- _WORK INSTRUCTIONS_
Working from the data below, write out exactly the lines from its first through the line that contains "Camera-trap review: tag the green background", both ends included and pictures omitted.

- _STORED DATA_
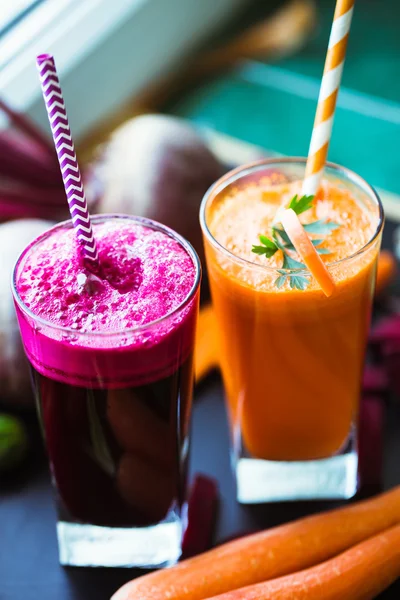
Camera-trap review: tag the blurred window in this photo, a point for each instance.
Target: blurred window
(12, 11)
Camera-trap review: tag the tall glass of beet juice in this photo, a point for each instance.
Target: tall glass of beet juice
(111, 355)
(292, 358)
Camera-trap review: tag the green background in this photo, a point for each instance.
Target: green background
(273, 105)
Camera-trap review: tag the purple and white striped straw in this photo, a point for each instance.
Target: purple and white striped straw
(66, 155)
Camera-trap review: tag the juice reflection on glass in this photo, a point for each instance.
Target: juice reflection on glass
(291, 358)
(112, 365)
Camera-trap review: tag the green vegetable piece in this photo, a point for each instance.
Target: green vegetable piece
(13, 442)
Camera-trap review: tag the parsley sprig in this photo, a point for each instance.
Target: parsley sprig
(281, 241)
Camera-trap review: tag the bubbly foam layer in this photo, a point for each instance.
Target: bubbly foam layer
(238, 218)
(144, 275)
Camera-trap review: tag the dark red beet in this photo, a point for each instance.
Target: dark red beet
(202, 508)
(375, 380)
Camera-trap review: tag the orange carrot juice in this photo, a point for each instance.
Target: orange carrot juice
(291, 357)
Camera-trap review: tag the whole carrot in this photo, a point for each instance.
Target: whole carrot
(268, 554)
(360, 573)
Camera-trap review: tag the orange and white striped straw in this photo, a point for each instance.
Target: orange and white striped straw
(328, 93)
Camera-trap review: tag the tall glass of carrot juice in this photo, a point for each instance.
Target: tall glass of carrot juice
(291, 357)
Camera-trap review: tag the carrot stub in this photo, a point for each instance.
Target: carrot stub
(306, 251)
(269, 554)
(206, 351)
(360, 573)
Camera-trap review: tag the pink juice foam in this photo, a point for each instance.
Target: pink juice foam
(99, 330)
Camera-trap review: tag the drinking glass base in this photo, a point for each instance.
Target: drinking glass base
(273, 481)
(83, 545)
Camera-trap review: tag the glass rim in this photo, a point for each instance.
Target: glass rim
(187, 246)
(238, 172)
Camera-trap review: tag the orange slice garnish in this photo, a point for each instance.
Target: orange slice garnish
(305, 249)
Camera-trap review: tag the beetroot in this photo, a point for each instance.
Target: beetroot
(158, 167)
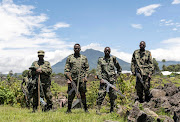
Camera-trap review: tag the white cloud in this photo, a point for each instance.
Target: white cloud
(147, 10)
(174, 29)
(23, 33)
(137, 26)
(170, 52)
(61, 25)
(122, 55)
(176, 2)
(173, 25)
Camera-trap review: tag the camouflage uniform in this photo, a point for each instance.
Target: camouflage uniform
(106, 70)
(142, 62)
(73, 67)
(45, 82)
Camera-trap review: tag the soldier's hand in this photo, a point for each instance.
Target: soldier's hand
(39, 70)
(101, 81)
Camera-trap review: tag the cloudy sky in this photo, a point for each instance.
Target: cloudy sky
(27, 26)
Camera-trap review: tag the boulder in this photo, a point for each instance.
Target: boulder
(176, 116)
(170, 89)
(133, 114)
(163, 118)
(157, 93)
(150, 113)
(141, 117)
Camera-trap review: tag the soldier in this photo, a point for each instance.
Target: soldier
(142, 64)
(76, 69)
(106, 70)
(42, 68)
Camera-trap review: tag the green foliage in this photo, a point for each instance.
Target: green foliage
(14, 114)
(56, 89)
(25, 73)
(163, 60)
(156, 67)
(91, 95)
(10, 93)
(93, 71)
(60, 74)
(126, 84)
(172, 68)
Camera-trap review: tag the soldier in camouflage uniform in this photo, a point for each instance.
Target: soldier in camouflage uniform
(106, 70)
(142, 63)
(42, 68)
(77, 66)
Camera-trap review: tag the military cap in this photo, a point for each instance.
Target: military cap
(40, 52)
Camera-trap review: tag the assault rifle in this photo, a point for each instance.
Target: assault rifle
(25, 94)
(74, 88)
(112, 86)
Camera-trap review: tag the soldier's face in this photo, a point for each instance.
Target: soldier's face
(77, 48)
(107, 51)
(41, 57)
(142, 45)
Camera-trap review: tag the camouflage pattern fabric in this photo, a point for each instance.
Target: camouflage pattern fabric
(102, 94)
(106, 70)
(82, 90)
(142, 62)
(45, 82)
(73, 66)
(140, 88)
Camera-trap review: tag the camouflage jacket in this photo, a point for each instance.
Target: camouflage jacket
(76, 69)
(106, 68)
(142, 62)
(46, 70)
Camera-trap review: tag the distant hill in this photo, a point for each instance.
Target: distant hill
(167, 63)
(92, 56)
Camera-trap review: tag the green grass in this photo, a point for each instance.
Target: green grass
(9, 114)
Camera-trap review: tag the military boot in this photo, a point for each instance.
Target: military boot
(98, 110)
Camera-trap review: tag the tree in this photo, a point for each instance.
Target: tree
(10, 73)
(164, 68)
(25, 73)
(93, 71)
(163, 60)
(156, 67)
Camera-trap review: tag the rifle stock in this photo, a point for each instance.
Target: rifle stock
(112, 86)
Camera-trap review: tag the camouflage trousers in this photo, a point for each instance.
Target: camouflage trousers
(102, 94)
(143, 88)
(47, 94)
(82, 91)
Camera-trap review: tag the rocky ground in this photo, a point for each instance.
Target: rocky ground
(164, 99)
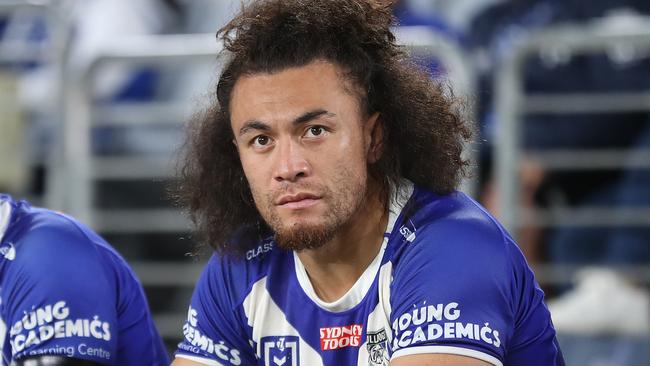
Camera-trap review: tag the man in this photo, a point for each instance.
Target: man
(324, 179)
(66, 297)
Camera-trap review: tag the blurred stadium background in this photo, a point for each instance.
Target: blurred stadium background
(94, 94)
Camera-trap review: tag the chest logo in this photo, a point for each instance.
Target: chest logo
(376, 343)
(8, 252)
(280, 351)
(339, 337)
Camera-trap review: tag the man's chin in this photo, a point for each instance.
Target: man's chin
(304, 237)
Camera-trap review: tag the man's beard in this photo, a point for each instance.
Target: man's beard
(343, 205)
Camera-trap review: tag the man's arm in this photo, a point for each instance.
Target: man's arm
(429, 360)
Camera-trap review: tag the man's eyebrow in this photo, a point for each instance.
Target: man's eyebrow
(253, 125)
(311, 115)
(306, 117)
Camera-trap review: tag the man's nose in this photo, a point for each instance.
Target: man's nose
(291, 163)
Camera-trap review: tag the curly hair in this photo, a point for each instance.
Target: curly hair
(423, 130)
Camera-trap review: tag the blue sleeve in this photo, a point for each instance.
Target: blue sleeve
(463, 287)
(213, 332)
(56, 298)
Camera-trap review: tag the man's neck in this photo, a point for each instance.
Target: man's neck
(336, 266)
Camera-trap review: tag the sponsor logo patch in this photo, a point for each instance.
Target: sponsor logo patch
(340, 337)
(281, 351)
(376, 343)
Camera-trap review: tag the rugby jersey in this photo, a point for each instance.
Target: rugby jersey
(64, 291)
(447, 279)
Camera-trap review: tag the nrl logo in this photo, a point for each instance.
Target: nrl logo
(376, 343)
(280, 351)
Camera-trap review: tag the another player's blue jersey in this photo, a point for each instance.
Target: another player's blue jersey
(448, 279)
(64, 291)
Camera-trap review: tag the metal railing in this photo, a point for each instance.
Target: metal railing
(513, 104)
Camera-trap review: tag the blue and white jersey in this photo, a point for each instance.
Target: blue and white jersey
(448, 279)
(64, 291)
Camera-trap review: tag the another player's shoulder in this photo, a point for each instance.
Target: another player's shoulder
(42, 236)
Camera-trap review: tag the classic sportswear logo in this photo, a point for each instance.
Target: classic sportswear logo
(8, 252)
(340, 337)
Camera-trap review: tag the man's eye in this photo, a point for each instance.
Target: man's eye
(315, 131)
(261, 140)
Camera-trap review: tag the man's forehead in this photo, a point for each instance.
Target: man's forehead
(307, 87)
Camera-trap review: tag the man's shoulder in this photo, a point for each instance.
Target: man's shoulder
(452, 218)
(450, 230)
(237, 273)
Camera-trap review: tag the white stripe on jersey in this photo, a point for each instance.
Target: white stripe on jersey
(5, 216)
(271, 321)
(447, 350)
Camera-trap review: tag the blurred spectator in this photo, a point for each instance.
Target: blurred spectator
(600, 296)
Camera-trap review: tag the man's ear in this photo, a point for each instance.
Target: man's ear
(374, 134)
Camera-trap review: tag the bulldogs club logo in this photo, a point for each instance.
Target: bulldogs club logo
(280, 351)
(376, 343)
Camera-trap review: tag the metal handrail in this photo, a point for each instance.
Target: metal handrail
(512, 103)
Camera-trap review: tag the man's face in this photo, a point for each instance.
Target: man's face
(305, 148)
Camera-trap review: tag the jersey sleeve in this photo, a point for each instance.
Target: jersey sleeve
(213, 332)
(462, 287)
(56, 297)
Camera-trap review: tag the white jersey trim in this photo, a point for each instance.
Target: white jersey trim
(447, 350)
(358, 291)
(5, 216)
(201, 360)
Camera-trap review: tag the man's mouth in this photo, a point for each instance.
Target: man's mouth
(297, 201)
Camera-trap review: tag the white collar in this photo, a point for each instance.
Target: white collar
(5, 216)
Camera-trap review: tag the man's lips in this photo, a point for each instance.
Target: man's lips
(300, 200)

- _ANSWER SPACE_
Camera-trap review: tag the blurred window in this photo, a point for each instance.
Target: blurred window
(12, 11)
Camera-trap review: tag the tall glass of beet juice in this photo, a point for each instance.
Target: tall glass of beet juice
(111, 355)
(292, 358)
Camera-trap review: tag the green background in this photo, a point for each instance.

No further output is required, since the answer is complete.